## [TASK DIRECTIONS]
A bare number is the only acceptable answer: how many lines of these entries include "xmax"?

## [RECORDS FOR THE EXERCISE]
□ □ □ □ □ □ □

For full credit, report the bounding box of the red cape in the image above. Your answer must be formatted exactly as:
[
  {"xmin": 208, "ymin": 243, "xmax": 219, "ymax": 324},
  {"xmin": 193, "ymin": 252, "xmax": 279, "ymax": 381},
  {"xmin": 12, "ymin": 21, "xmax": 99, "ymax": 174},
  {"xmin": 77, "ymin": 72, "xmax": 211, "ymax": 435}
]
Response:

□ □ □ □ □ □ □

## [ANSWER SPACE]
4